§ **TASK BRIEF**
Render the lines from the first one through the line containing "positive clicks: (15, 84) (36, 92) (25, 316)" as a Markdown table with the columns "Row" and "Line". Number each row, and omit any blank lines.

§ **DATA IN THIS EXERCISE**
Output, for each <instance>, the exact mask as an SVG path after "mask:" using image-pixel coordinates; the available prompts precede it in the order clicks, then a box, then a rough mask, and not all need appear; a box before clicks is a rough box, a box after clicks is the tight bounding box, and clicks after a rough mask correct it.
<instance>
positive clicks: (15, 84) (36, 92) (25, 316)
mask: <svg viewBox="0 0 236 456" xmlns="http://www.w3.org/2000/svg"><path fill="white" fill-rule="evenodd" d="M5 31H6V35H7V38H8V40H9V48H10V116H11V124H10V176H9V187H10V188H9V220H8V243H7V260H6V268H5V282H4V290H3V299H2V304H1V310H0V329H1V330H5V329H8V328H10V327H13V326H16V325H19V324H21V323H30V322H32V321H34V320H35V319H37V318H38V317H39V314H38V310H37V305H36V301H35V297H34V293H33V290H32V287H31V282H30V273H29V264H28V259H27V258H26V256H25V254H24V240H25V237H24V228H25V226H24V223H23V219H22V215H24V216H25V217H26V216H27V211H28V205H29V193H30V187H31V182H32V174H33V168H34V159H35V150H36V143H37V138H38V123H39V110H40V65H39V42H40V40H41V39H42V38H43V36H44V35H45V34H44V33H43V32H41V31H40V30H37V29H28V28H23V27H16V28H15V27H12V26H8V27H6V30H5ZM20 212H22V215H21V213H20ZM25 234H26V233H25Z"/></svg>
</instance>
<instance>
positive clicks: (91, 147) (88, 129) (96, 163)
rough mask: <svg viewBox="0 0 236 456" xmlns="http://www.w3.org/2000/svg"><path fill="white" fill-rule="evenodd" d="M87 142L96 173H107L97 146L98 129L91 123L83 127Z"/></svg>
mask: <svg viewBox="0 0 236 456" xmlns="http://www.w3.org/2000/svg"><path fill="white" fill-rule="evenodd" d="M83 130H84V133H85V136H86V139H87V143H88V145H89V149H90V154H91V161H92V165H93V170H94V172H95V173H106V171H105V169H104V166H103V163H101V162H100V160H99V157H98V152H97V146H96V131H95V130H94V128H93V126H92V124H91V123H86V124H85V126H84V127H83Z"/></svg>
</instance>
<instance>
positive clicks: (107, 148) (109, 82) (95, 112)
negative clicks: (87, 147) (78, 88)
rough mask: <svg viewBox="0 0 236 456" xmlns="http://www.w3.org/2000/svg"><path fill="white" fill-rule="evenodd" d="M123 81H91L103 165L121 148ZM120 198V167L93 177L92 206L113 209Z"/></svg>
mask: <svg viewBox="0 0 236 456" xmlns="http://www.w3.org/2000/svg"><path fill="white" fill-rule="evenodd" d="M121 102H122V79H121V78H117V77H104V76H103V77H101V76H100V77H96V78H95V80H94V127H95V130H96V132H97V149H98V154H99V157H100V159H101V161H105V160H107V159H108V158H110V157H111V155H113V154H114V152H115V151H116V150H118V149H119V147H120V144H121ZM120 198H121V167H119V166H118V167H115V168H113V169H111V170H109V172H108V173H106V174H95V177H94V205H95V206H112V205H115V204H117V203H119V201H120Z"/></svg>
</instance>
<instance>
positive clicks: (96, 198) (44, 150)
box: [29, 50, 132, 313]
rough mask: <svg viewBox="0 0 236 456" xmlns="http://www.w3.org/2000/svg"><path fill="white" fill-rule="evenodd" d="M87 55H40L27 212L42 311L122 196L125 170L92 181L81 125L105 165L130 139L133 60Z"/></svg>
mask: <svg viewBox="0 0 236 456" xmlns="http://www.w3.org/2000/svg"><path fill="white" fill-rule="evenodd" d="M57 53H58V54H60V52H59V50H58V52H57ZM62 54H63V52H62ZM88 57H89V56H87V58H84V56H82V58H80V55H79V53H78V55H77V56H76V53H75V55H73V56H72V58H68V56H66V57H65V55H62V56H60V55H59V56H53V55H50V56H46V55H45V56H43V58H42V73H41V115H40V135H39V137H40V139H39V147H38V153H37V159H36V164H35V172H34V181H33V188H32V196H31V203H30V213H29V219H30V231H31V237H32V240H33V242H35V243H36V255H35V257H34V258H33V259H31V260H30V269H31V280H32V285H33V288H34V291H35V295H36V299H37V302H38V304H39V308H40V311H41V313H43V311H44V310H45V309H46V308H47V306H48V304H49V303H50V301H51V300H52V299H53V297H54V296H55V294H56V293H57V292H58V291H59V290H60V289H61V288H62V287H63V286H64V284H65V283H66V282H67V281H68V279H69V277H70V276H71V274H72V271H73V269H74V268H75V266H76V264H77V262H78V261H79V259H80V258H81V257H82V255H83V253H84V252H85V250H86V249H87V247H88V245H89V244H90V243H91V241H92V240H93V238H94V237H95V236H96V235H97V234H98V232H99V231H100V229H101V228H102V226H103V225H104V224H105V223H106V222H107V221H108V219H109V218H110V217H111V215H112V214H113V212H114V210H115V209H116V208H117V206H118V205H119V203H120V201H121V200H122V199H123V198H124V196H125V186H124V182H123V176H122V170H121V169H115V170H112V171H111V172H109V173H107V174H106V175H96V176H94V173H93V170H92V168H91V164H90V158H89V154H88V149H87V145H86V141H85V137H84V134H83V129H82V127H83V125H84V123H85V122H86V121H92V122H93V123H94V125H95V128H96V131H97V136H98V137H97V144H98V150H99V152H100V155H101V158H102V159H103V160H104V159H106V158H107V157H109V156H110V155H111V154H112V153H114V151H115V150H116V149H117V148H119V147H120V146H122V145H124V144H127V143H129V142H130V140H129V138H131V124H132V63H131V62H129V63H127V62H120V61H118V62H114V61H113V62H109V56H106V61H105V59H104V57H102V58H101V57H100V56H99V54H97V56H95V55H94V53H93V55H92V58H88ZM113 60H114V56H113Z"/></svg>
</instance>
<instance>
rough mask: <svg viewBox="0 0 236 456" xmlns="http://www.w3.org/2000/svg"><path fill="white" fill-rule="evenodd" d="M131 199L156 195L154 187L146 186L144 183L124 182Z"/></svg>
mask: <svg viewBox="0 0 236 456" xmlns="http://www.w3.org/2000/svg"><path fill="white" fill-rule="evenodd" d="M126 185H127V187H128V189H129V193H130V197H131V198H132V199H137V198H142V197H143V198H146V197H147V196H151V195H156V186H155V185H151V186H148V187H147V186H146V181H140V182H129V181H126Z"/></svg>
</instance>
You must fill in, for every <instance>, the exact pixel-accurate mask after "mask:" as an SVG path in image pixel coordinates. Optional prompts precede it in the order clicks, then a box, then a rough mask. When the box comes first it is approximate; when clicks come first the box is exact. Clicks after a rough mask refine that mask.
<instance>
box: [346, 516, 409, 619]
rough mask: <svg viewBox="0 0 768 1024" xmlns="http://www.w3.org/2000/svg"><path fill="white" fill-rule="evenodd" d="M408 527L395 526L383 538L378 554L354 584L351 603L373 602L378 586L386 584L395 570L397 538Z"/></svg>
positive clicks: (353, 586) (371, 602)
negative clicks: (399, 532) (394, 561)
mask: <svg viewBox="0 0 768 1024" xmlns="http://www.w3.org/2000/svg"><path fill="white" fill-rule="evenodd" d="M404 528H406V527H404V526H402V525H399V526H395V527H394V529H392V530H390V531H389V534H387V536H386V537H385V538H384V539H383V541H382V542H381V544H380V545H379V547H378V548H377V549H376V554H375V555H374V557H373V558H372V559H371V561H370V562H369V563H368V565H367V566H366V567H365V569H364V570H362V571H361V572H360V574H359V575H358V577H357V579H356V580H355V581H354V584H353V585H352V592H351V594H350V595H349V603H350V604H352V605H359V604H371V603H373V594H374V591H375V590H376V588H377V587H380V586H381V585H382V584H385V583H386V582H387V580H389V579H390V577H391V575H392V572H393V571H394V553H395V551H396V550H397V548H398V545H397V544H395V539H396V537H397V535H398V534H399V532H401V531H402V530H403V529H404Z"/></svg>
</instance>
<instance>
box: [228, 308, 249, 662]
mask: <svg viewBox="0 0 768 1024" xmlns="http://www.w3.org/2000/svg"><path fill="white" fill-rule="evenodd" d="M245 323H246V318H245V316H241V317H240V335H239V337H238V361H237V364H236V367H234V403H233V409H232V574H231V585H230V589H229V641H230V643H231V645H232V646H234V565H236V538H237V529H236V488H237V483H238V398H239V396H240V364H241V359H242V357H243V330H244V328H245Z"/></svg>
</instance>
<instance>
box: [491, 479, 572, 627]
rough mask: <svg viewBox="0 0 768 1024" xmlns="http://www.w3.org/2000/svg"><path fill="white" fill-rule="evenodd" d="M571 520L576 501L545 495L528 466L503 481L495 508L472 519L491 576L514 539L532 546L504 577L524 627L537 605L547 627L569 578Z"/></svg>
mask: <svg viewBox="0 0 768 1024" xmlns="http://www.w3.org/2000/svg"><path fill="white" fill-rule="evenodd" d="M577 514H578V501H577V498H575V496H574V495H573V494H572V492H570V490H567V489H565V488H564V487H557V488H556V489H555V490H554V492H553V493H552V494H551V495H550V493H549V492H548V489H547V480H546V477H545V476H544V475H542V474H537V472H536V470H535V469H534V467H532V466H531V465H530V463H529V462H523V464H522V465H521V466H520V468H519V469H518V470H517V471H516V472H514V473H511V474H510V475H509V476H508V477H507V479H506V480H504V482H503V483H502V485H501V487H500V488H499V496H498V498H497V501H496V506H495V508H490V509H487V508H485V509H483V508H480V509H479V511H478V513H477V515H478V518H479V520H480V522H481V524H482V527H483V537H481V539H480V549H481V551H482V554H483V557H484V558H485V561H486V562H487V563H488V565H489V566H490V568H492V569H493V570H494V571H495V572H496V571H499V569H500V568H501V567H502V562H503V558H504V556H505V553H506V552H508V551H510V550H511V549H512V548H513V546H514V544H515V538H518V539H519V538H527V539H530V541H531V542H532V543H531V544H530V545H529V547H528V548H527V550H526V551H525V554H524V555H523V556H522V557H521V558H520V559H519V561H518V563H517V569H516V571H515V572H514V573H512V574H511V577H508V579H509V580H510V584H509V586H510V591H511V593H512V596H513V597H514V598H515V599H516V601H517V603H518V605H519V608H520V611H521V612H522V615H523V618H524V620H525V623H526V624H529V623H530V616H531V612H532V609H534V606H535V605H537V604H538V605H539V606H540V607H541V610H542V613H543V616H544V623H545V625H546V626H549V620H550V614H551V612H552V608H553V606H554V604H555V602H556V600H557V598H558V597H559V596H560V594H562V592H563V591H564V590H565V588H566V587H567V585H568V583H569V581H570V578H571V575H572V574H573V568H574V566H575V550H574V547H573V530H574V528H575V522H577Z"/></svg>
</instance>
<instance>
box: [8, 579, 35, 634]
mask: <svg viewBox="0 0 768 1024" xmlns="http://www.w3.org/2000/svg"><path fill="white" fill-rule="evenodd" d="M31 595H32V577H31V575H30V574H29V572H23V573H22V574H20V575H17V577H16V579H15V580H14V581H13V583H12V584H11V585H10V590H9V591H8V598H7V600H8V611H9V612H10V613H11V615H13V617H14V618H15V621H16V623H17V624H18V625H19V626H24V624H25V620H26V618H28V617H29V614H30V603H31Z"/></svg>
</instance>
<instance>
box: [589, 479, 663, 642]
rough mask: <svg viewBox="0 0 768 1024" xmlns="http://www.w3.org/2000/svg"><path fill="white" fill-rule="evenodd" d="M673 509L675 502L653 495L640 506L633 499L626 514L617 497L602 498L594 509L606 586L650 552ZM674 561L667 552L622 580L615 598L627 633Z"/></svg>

§ **OUTPUT**
| Row | Line |
|---|---|
| 1 | Output, for each <instance>, the exact mask as an SVG path after "mask:" using image-pixel coordinates; the available prompts precede it in the order clicks, then a box, then a rough mask, and not all need appear; a box before clicks is a rough box, a box after clicks is the tight bounding box, and clicks after a rough mask correct it. |
| 2 | <instance> |
| 3 | positive clicks: (15, 84) (36, 92) (25, 316) |